TASK DETAILS => Copy the passage on dinosaur fossils and evolutionary theory, starting at "When Darwin was" and ending at "a resounding success.".

SELECTED PASSAGE =>
They will also focus on the noise in the fossil record. A tiny percentage of living individuals will eventually be fossilized and discovered. Therefore the fossil record is a very low-res picture of the history of life. It is easy, therefore, to point to apparent discrepancies at below the resolution of the fossil record as if it calls into question the bigger picture that the fossil record can paint.
A proper scientific assessment of the fossil record, however, in terms of whether or not is supports evolutionary theory and common descent, is to look at how it is changing over time. What we see is that the more fossils we find the better the resulting picture matches predictions from evolutionary theory. If evolution were not true, then we would predict the opposite.
As a side note – I am not talking about predicting what species evolved into what. The specific course of evolution is not something that is predictable, and evolutionary theory is not dependent upon any specific history of life. That is entirely a separate question.
A new study published by researchers at the University of Bath and London’s Natural History Museum provides more evidence for the success of evolutionary theory in predicting the pattern of the fossil record. They conducted a systematic survey of fossil dinosaurs. Evolutionary theory predicts that a morphological pattern and a temporal pattern of dinosaur fossils should overlap, and this is exactly what the researchers found. This adds statistical rigor to what was already apparent.
The researchers added that the tightness of overlap is dependent upon two things: the correctness of evolutionary theory, and the completeness of the fossil record. Therefore this study strongly suggests that not only is evolutionary theory correct, but at present we have a pretty complete picture of dinosaur evolution.
That’s cool. It’s also not surprising. Hunting dinosaur fossils has been a priority for paleontologists for over a century. And, dinosaur fossils are generally big. I assume this makes them easier to find.
It’s also a bit sad in that the evidence implies there are no major groups of dinosaurs in the mix waiting to be discovered. We have the big picture of dinosaur evolution pretty well sketched out. There are probably still many individual species waiting to be discovered, but not major groups. I suppose there can still be side branches that were regionally isolated, but if so then we do not have any individual specimens from these groups that do not fit into the bigger picture we already have. If there are any missing groups, they are completely missing.
When Darwin was alive and publishing his theory of evolution, we had only a smattering of dinosaur fossils. Now, 150 years later, we have a fairly complete picture of a temporal and morphological sequence of branching dinosaur evolution. Scientific theories are judged primarily on how well they make predictions about future discoveries. By that criterion Mr. Darwin’s theory is a resounding success.

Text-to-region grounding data
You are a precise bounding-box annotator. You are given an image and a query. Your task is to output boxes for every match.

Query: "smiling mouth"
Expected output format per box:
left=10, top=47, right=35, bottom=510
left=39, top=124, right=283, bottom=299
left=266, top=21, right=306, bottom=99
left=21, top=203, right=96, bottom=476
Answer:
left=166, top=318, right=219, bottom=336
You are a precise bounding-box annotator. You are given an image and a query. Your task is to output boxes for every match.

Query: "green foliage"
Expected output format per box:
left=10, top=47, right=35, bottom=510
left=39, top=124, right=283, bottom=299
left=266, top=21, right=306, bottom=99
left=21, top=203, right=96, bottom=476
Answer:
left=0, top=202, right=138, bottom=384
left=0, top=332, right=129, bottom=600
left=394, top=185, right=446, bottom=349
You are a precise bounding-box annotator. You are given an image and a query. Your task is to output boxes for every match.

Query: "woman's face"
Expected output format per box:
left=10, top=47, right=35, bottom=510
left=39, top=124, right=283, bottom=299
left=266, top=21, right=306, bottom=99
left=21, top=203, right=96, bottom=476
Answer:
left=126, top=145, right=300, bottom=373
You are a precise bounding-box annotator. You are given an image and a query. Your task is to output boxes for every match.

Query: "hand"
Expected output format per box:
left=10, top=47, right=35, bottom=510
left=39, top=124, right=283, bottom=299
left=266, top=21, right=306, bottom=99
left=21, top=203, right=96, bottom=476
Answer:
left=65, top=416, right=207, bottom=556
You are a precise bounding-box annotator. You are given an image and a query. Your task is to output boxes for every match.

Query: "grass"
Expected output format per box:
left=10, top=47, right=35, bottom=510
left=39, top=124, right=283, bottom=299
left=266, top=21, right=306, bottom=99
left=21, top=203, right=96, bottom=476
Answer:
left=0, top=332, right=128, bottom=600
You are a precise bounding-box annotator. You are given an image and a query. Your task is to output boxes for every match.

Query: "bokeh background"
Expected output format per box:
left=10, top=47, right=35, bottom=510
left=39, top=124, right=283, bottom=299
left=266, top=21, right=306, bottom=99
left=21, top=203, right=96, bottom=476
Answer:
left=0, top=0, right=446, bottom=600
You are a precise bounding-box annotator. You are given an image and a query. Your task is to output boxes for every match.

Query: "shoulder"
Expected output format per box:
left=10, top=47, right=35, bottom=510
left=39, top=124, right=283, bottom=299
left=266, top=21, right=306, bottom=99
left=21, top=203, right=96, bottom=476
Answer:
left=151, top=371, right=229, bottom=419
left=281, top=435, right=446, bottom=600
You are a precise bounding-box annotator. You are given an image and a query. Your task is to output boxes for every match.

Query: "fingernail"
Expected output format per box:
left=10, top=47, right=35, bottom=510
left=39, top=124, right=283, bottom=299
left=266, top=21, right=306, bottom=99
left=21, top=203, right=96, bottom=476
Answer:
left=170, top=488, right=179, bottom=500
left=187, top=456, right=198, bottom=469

ANSWER SECTION =>
When Darwin was alive and publishing his theory of evolution, we had only a smattering of dinosaur fossils. Now, 150 years later, we have a fairly complete picture of a temporal and morphological sequence of branching dinosaur evolution. Scientific theories are judged primarily on how well they make predictions about future discoveries. By that criterion Mr. Darwin’s theory is a resounding success.